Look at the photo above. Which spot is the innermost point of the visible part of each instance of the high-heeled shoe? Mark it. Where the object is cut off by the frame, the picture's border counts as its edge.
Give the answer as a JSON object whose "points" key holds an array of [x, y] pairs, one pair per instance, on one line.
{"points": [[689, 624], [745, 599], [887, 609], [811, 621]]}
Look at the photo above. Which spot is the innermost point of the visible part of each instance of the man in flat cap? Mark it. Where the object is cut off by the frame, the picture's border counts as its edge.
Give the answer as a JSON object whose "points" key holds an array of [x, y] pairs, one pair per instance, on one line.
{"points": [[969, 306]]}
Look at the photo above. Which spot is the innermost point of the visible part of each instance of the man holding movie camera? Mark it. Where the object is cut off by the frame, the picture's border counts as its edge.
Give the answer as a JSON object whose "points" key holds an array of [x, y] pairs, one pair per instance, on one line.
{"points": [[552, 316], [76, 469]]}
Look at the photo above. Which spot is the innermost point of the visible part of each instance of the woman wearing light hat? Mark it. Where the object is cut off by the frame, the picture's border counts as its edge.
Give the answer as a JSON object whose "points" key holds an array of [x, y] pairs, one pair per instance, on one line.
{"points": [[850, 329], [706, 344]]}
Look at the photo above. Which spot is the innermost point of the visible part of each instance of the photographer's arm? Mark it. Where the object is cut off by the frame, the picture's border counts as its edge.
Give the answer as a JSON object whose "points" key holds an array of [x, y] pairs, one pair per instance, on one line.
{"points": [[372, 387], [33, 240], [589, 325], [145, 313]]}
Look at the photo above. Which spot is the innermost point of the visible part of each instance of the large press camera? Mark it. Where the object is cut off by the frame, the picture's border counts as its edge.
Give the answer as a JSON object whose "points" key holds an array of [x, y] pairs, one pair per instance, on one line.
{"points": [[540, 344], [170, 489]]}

────

§ **Exercise brief**
Although the records may continue, retype only the lines from the first one through the one containing "the man holding", exactly as they appear.

§ **Response to the exercise**
Look at the photo above. Which spot is the innermost point of the visible part of each instance of the high-heeled shoe? Mark it. Where the object is cut off by the frame, the picture's border counts as its edge.
Give the answer as a JSON object whose "points" key holds an array of [x, y] pairs, one pair per instance, on one line.
{"points": [[689, 624], [745, 599], [887, 609], [811, 621]]}
Look at the photo above. Which spot is the innermost point of the visible part of each instance of the man in flat cap? Mark it. Where the object is cut off by the frame, the picture's border counts as its edge.
Give the answer as a JSON object whose "points" key holds an array of [x, y] pairs, one pair per instance, on one line.
{"points": [[969, 306]]}
Look at the photo above. Which spot is the innermost point of the visible part of each instance of the man holding movie camera? Mark it. Where the object is cut off by the frame, the picture's border counts as its edge.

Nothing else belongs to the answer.